### TO BE DONE:
a: Determine how many lines of the listing contain the string "shirt", treating case as significant, and reply with the number alone.
b: Continue the forum thread about the sawmill engine that stalled mid-cut from the point where it stops.

### SOURCE DOCUMENT:
<<<<
Yesterday I was sawing some cedar when suddenly my 23hp briggs died mid cut just like I turned the key off. It was a bit of a head scratcher at first. I pulled the fuel line off and the pump was working good. Checked for spark, also good. Dumped a little gas in the carb, started and died again.  While I was turning the key on and off I noticed that I could hear the fuel solenoid on the carburetor click. Started checking wires and flipping the switch and suddenly it started working again.  Got back up and running and about an hour later it happened again. Removed the solenoid and checked for trash or corrosion.  Clean as a whistle with no obvious reason why it would get stuck. It started working again after I got it back together.  No more issues the rest of the day. I've ordered a new solenoid,  but I'm a little concerned that it could be a short in the wiring somewhere.  I guess I'll have to go over everything and check for bare wires. Possibly a ground problem?
Norwood HD36, Husky 372xp xtorq, 550xp mk2 , 460 rancher, Kubota l2501, Case 1845 skid steer,

JoshNZ

Leave it idling and wriggle all the wires yep. I had this same thing happen to me absolutely dead in the water with a band buried in a log. Poked and prodded around wiring and one snapped off at the crimp joint. Have to get thrown an easy one once in a while, hopefully you too!

melezefarmer

I've had a few crimps let go at inopportune times. I now keep quick a pack of quick splice snap wiring crimps at the mill. They are not a long lasting solution but they can temporarily fix the issue until i have more time to do it properly.

Don P

An appropriate bolt will replace that solenoid in a pinch as well, you'll backfire on fast throttle downs with it gone.

Patrick NC

Apparently it doesn't do much to start with.  It backfires every time I throttle down.  Has since new. 
Norwood HD36, Husky 372xp xtorq, 550xp mk2 , 460 rancher, Kubota l2501, Case 1845 skid steer,

charles mann

Quote from: Patrick NC on November 27, 2022, 06:58:34 PM
Apparently it doesn't do much to start with.  It backfires every time I throttle down.  Has since new.
Sounds like doing away with the solenoid and plugging the hole up wouldnt have any adverse troubles. 
Temple, Tx
Fire Fighting and Heavy Lift Helicopter Mech
Helicopter and Fixed Wing Pilot

bigblockyeti

Quote from: Patrick NC on November 27, 2022, 06:58:34 PM
Apparently it doesn't do much to start with.  It backfires every time I throttle down.  Has since new.
That mill uses a centrifugal clutch doesn't it?  Of the mills I've been around, those with a centrifugal clutch allow the inertia of everything spinning to keep pushing the engine until it drops below the clutch coupling speed.  This allows different engines on many different mills to do the same.  I only have a 14hp Kohler on my mill and it uses a belt tensioner as the clutch so the throttle is chopped and engine decoupled at the exact same time:  No popping/afterburn.  The Woodland Mills 126 and 130 with the exact same engine and a centrifugal clutch do pop, so it's not something wrong with any of the engines, it's just a function of already running pretty lean.
>>>>
### MATERIAL FOR THIS TASK:
<<<<
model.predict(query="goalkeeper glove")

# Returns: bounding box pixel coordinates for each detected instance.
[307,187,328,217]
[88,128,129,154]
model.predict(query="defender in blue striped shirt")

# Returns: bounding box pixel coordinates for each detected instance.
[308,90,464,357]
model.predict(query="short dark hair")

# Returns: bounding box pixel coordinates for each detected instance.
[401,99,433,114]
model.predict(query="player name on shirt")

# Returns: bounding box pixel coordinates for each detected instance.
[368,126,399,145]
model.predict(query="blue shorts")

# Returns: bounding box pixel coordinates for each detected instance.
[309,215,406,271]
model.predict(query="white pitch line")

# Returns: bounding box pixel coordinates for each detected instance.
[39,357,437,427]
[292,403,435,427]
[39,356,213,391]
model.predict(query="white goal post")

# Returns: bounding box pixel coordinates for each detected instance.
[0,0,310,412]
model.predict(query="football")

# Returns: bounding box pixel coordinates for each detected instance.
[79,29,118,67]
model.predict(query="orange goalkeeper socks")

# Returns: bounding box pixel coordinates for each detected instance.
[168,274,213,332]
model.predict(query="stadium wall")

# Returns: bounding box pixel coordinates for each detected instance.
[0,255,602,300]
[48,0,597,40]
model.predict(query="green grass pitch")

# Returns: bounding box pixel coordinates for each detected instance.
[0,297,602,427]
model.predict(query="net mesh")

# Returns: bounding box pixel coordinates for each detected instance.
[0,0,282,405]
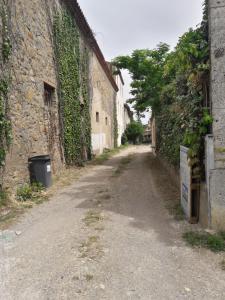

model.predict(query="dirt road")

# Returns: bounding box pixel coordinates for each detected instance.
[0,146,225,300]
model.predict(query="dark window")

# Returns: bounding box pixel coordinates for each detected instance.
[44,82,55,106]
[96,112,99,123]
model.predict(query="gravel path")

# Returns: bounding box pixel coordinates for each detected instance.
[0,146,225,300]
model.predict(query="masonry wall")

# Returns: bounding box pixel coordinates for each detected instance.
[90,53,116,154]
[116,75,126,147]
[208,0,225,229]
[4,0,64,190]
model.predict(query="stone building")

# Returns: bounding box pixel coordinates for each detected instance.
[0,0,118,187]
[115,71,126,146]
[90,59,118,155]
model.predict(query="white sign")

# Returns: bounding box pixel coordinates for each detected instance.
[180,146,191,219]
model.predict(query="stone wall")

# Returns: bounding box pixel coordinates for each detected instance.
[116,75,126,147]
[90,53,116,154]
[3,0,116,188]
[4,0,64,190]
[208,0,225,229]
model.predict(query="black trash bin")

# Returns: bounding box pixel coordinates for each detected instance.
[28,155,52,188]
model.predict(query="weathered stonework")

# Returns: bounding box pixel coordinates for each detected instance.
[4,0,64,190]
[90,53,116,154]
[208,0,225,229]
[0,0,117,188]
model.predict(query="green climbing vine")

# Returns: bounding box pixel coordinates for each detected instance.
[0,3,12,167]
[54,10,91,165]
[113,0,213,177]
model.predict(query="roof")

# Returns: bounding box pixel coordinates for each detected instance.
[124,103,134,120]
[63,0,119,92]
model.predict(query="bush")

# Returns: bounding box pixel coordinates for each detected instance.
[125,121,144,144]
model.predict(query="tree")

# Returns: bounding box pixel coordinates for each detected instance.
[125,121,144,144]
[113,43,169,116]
>>>>
### OUTPUTS BY TASK:
a: 2

b:
melezefarmer

Quote from: Patrick NC on November 27, 2022, 06:58:34 PM
Apparently it doesn't do much to start with.  It backfires every time I throttle down.  Has since new.
I have the same mill and engine combo with the Setwork computer which slowly releases the throttle cable via a linear actuator. That could explain why mine doesn't backfires on throttle downs.

Ben Cut-wright

Quote from: Patrick NC on November 27, 2022, 09:06:44 AM
Yesterday I was sawing some cedar when suddenly my 23hp briggs died mid cut just like I turned the key off. It was a bit of a head scratcher at first. I pulled the fuel line off and the pump was working good. Checked for spark, also good. Dumped a little gas in the carb, started and died again.  While I was turning the key on and off I noticed that I could hear the fuel solenoid on the carburetor click. Started checking wires and flipping the switch and suddenly it started working again.  Got back up and running and about an hour later it happened again. Removed the solenoid and checked for trash or corrosion.  Clean as a whistle with no obvious reason why it would get stuck. It started working again after I got it back together.  No more issues the rest of the day. I've ordered a new solenoid,  but I'm a little concerned that it could be a short in the wiring somewhere.  I guess I'll have to go over everything and check for bare wires. Possibly a ground problem?
You don't mention any backfire when the engine died.  You also state you "could hear the solenoid click" each time you cycled the key.This could mean the fuel solenoid was operating properly but not *when it is supposed to. The solenoid coil activates the spring loaded plunger to ALLOW fuel flow in the carb power circuit. If the plunger was stuck you would not hear a click.  If the coil was bad or not getting voltage there would be no click. Putting fuel into the carb is a good clue that lack of fuel was the cause of the engine dying.
 
"It started working again after I got it back together" would seem to indicate *you are sure the solenoid is faulty.  No doubt you are correct when you noted the engine began running when you put the solenoid back in the carb.  And, it may be a faulty solenoid.  OR...it could have been something obstructing the orifice the solenoid plunger opens when the solenoid is activated and blocks when the voltage is turned off.  It could also be the float needle valve was sticking and eventually came unstuck.  IT happens. Could have been enough water was in the bottom of the carb bowl to stop the engine and it eventually washed out when you took the solenoid off. 

 "Apparently it doesn't do much to start with.  It backfires every time I throttle down.  Has since new"

This is a common complaint often resolved by operator techniques or the use of non-ethanol fuels of correct octane. 

Patrick NC

Mill has the same linear actuator that @melezefarmer mentioned so there's no control over how fast you throttle up or down. I've always run midgrade non ethanol gas in it. Also no backfire when it dies. Just like I shut the switch off. @bigblockyeti  may be onto something about the centrifugal force clutch 
Norwood HD36, Husky 372xp xtorq, 550xp mk2 , 460 rancher, Kubota l2501, Case 1845 skid steer,

Ben Cut-wright

There are centrifugal clutches which include engine-braking feature. These are unique and expensive. I can't see how they would be useful or cost effective for a sawmill.  If this type clutch *is employed, how does it contribute to backfiring?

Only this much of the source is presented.